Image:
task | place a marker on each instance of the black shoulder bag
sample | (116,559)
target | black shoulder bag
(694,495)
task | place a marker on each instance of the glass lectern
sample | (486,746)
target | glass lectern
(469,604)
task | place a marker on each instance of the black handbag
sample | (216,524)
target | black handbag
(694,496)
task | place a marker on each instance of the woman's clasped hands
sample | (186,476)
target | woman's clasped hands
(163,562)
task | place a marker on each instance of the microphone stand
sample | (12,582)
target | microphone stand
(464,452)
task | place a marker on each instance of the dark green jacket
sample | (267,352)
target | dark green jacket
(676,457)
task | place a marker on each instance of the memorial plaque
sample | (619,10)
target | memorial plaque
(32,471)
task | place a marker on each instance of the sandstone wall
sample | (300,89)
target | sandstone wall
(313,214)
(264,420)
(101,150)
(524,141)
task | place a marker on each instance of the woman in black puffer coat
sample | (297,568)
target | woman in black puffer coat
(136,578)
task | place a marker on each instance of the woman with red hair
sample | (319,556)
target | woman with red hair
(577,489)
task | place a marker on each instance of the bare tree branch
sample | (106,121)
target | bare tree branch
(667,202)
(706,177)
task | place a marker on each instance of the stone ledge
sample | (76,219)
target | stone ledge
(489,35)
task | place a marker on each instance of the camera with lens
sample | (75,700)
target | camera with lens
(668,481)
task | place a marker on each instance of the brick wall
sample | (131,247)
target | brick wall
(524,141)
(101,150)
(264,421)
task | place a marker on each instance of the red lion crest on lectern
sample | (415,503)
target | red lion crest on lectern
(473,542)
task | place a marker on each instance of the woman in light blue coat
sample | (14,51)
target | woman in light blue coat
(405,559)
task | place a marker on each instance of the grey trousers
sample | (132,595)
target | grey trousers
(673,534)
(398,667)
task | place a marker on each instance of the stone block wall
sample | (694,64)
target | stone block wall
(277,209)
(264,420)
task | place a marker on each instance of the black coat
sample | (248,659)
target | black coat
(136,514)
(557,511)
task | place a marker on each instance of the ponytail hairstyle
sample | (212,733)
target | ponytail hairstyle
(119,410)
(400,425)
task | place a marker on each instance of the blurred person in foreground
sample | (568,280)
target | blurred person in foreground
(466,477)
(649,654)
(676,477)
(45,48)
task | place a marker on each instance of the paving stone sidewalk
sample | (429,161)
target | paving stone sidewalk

** Aim of the task **
Copy the whole listing above word for word, keeping every line in its original order.

** Written answer **
Image:
task | place a marker on each instance of the black shoulder bag
sample | (116,559)
target | black shoulder bag
(694,495)
task | place a marker on each instance of the glass lectern
sample | (486,746)
target | glass lectern
(469,604)
task | place a marker on each instance of the black handbag
sample | (216,524)
target | black handbag
(694,496)
task | place a marker on each instance of the woman's clasped hands
sample | (186,476)
target | woman's clasped hands
(163,562)
task | place a marker on each instance of the microphone stand
sample | (12,582)
target | microphone stand
(464,452)
task | place a marker on each instance of the dark green jacket
sample | (267,352)
target | dark green jacket
(676,457)
task | place a marker on each instance of the memorial plaque
sample | (619,10)
target | memorial plaque
(32,471)
task | place a marker on each instance of the sandstone wall
sample | (300,89)
target | sandstone wall
(313,214)
(264,420)
(101,150)
(524,141)
task | place a marker on each instance of the woman in black puffer coat
sample | (297,568)
target | woman in black puffer coat
(136,578)
task | place a marker on each instance of the woman with red hair
sample | (319,556)
target | woman with red hair
(577,489)
task | place a marker on each instance of the bare tree branch
sample | (106,121)
target | bare tree branch
(667,202)
(706,177)
task | place a marker on each instance of the stone ledge
sample | (76,219)
target | stone ledge
(489,35)
task | place a marker on each instance of the camera with lens
sample | (75,700)
target | camera with lens
(668,481)
task | place a marker on each instance of the brick wall
sample | (131,247)
target | brick wall
(524,141)
(101,150)
(264,421)
task | place a marker on each instance of the red lion crest on lectern
sample | (415,503)
target | red lion crest on lectern
(473,542)
task | place a marker on each instance of the woman in light blue coat
sample | (14,51)
target | woman in light blue coat
(405,559)
task | place a marker on each instance of the grey trousers
sample | (132,595)
target | grey trousers
(673,534)
(398,667)
task | place a marker on each instance of the stone block wall
sample | (694,64)
target | stone block wall
(277,209)
(264,420)
task | place a marker on each instance of the black coat
sample | (248,659)
target | black coat
(136,514)
(557,511)
task | place a marker on each instance of the ponytail hairstyle
sample | (212,733)
target | ponytail hairstyle
(119,410)
(400,425)
task | place a marker on each instance of the blurred person in foreground
sample | (568,280)
target | blurred person in foreground
(466,477)
(649,654)
(676,477)
(45,48)
task | place a marker on each instance of the paving stone sidewalk
sample | (429,161)
target | paving stone sidewalk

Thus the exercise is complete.